+++ INFORMATION SHOWN

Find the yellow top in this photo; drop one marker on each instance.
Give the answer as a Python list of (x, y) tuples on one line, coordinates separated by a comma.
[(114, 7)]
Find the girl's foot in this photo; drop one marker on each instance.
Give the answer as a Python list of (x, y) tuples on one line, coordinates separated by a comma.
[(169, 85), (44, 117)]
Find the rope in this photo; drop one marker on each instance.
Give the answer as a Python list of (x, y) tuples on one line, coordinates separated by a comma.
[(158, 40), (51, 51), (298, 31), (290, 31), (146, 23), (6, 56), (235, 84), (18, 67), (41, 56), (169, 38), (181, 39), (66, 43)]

++++++

(PROBLEM TO WORK ON): Give all of the entries again, exactly.

(REPLY TO THE EXERCISE):
Find the yellow top in this photo; drop one marker on each instance.
Give the answer as a Python list of (x, y) tuples on one line, coordinates separated by a comma.
[(114, 7)]
Find the girl's foot in this photo; drop one marker on each instance.
Give the answer as a Python list of (x, y) tuples on one line, coordinates separated by a comma.
[(169, 85), (44, 117)]
Find the rope in this photo; drop one marker on each instance.
Give the answer as a Python list of (x, y) tuples on one line, coordinates separated by a comma.
[(158, 40), (51, 51), (298, 31), (290, 31), (146, 23), (6, 56), (235, 84), (18, 67), (41, 56), (169, 38), (181, 39), (66, 43)]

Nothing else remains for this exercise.